**OBJECTIVE:** Rewrite all of the rows below, putting "integer pixel coordinates" wherever "whole-number pixels" occurs and leaving every other word as it is.

**MATERIAL SHOWN:**
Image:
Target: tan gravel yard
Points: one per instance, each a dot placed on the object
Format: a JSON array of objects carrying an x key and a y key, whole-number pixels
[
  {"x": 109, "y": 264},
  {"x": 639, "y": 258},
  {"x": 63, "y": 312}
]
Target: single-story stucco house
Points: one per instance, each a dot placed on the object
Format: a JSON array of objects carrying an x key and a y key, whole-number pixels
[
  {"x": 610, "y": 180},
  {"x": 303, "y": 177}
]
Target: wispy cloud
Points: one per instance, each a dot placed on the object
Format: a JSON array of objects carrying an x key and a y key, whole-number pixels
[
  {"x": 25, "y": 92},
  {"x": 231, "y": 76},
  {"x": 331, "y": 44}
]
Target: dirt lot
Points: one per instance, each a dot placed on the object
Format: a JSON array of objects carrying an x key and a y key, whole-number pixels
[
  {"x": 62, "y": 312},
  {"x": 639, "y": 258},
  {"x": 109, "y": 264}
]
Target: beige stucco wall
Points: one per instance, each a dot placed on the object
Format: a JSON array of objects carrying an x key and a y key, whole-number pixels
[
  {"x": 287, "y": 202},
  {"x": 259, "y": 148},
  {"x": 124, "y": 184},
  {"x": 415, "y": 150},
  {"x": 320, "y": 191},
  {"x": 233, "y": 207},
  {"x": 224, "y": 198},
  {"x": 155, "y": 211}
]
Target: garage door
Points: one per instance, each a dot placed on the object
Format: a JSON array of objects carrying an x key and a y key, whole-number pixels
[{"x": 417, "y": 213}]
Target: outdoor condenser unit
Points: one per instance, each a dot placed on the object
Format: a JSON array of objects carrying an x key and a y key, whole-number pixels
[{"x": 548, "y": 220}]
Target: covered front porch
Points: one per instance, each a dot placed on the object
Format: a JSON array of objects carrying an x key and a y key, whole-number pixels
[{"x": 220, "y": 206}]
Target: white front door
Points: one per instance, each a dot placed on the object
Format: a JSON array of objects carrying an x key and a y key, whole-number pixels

**SOLUTION:**
Image:
Target: tan gravel yard
Points: one per instance, each a dot placed on the object
Format: a JSON array of objects carrying an x key and a y key, integer pixel coordinates
[
  {"x": 109, "y": 264},
  {"x": 639, "y": 258},
  {"x": 63, "y": 312}
]
Target: single-story stucco house
Points: one per instance, each a dot placed on the object
Format: a JSON array of objects carrying an x key and a y key, integer pixel coordinates
[
  {"x": 610, "y": 180},
  {"x": 303, "y": 177}
]
Target: wispy cloud
Points: one per instance, each a dot placed on the object
Format: a JSON array of objects carrying an x key and a y key, integer pixel coordinates
[
  {"x": 25, "y": 92},
  {"x": 231, "y": 76},
  {"x": 331, "y": 44}
]
Target: dirt lot
Points: one per instance, each a dot placed on the object
Format: a JSON array of objects carrying an x key and a y key, integer pixel coordinates
[
  {"x": 62, "y": 312},
  {"x": 639, "y": 258},
  {"x": 109, "y": 264}
]
Target: beige stucco wall
Points: one per instance, each a dot placed on the object
Format: a JSON array of objects carrying an x key and a y key, integer pixel coordinates
[
  {"x": 287, "y": 202},
  {"x": 259, "y": 148},
  {"x": 124, "y": 184},
  {"x": 415, "y": 150},
  {"x": 320, "y": 191},
  {"x": 233, "y": 207},
  {"x": 224, "y": 198},
  {"x": 155, "y": 211}
]
Target: garage door
Points: one per instance, each a dot placed on the object
Format: a JSON array of objects carrying an x key and a y key, integer pixel coordinates
[{"x": 417, "y": 213}]
Target: outdoor condenser unit
Points: one per instance, each a dot placed on the object
Format: a JSON array of objects carrying an x key and a y key, integer pixel coordinates
[{"x": 548, "y": 220}]
Target: covered front porch
Points: one per instance, each a dot placed on the object
Format: a JSON array of objects carrying an x key and a y key, integer pixel coordinates
[{"x": 220, "y": 206}]
Target: white front door
Points: one per instance, each a dot placed on the object
Format: a JSON array of objects carrying an x key and a y key, integer pixel coordinates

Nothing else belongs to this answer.